TASK SET =>
A) Please set down the section of the Jeffery Grimes article that starts with "Today, as the" and goes on through "transgender law students.", copying it word for word.
B) According to the Jeffery Grimes article, what positions does Grimes hold at Astex Pharmaceuticals, Inc.?

When Jeffery Grimes ’90 looks back on his time as a student at Colorado Law, he cannot remember a single other openly gay student and certainly recalls no formal support for non-heteronormative students. This experience, coupled with the controversial 1992 passage of Colorado's Amendment 2 prohibiting anti-gay discrimination laws in all of Colorado (including those municipalities that already had anti-gay discrimination laws in place), sparked in him a calling to LGBTQ+ advocacy.
Today, as the only member of the Law Alumni Board who identifies as LGBTQ+, Grimes has harnessed this passion to create a newly endowed scholarship to help defray tuition costs for gay, lesbian, and/or transgender law students.
“[We] are more than twenty years past the ‘Hate State’ era,” said Grimes, who serves as vice president, corporate counsel, and compliance officer at Astex Pharmaceuticals, Inc. “Now there is an LGBTQ+ law student organization, OUTLaw. And gay people can legally marry. But the struggle law students now face is funding. The state legislature has regularly cut funding for the law school to the point where it is nearly as expensive as a private institution. In 2020-21, law school tuition and fees for a Colorado resident were $31,770 and $38,556 for a nonresident.”

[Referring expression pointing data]
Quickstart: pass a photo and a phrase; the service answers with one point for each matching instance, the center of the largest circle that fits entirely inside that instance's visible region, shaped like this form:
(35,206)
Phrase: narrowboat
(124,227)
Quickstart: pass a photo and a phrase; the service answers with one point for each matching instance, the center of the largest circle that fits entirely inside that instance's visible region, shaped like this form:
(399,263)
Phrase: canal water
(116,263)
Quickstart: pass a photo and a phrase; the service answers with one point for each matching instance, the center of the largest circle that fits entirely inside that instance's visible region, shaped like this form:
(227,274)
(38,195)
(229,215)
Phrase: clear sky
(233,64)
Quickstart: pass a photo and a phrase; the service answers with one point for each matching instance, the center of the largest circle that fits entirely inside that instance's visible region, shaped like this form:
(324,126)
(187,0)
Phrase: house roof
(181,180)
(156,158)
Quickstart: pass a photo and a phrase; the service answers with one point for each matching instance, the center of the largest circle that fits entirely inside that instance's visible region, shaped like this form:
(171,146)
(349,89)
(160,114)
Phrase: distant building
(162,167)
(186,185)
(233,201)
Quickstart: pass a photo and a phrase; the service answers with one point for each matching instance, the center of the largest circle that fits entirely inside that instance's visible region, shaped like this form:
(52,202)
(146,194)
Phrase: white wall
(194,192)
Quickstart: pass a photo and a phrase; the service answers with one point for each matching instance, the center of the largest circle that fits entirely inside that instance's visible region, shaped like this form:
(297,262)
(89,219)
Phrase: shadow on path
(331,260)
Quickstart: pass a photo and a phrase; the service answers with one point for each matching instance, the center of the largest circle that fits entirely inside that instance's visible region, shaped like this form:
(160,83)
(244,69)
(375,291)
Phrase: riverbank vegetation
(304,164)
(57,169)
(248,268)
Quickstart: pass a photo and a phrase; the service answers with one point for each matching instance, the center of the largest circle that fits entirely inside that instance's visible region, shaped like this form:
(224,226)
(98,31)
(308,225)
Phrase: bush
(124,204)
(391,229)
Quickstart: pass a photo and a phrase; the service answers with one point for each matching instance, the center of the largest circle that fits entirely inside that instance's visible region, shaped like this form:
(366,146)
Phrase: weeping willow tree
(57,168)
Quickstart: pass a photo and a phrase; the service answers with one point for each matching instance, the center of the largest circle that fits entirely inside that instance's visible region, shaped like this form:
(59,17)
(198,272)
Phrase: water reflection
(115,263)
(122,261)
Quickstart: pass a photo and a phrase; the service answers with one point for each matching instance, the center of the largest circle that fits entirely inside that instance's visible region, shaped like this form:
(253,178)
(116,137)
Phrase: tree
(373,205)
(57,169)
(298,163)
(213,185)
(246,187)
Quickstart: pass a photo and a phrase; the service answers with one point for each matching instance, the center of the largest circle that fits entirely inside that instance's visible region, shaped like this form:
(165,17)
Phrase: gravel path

RESPONSES TO THE TASKS =>
A)
Today, as the only member of the Law Alumni Board who identifies as LGBTQ+, Grimes has harnessed this passion to create a newly endowed scholarship to help defray tuition costs for gay, lesbian, and/or transgender law students.

B) Vice president, corporate counsel, and compliance officer.